Why do all cigarettes look the same?
April 27, 2009 11:40 AM   Subscribe

Why is there such uniformity in the design of cigarettes in comparison to other tobacco products?
posted by roofus to Sports, Hobbies, & Recreation (17 answers total) 1 user marked this as a favorite
One idea that occurs to me is that they were originally distributed in vending machines.
posted by XMLicious at 11:42 AM on April 27, 2009

Because if they looked different they wouldn't be cigarettes?
posted by electroboy at 11:45 AM on April 27, 2009

To accommodate stockists.

And I don't even understand what you mean by other tobacco products. Are you suggesting a one pouch of tobacco is that much different from another in design? Or that that's the case with cigars?
posted by You Should See the Other Guy at 11:50 AM on April 27, 2009

Good question! Apart from variations in length, and filter tips, they do seem to be remarkably uniform.

Maybe it's because the chief advantages of cigarettes are being portable and easy to light. It's harder to carry cigars around without them getting bent or crushed, and there's a lot of nuisance to a pipe.

So, maybe the design is more constrained by the need to fit a packet into a shirt pocket. People who want more control or a different blend or flavour instead of portability might go for pipes or cigars instead.
posted by TheophileEscargot at 11:54 AM on April 27, 2009

I believe that are a lot fewer manufacturers than brands so if a company make several brands of cigarettes then they use the same packaging machinery for all of them. Also, this uniformity is common for any mass-market product - you could make the same question about breakfast cereal or canned vegetables.
____
(PROBLEM) Reproduce the part of the cigarette thread that opens with the words containing "To accommodate stockists." and closes with "be remarkably uniform.", swapping "stockists" out for "retailers".

(INFORMATION PROVIDED)
____
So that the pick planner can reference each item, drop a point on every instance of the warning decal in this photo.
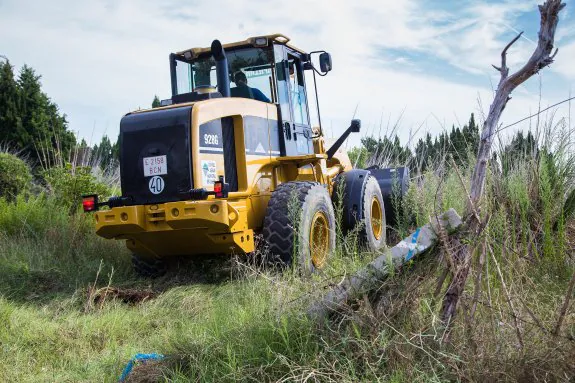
____
(WRITTEN ANSWER)
To accommodate retailers.

And I don't even understand what you mean by other tobacco products. Are you suggesting a one pouch of tobacco is that much different from another in design? Or that that's the case with cigars?
posted by You Should See the Other Guy at 11:50 AM on April 27, 2009

Good question! Apart from variations in length, and filter tips, they do seem to be remarkably uniform.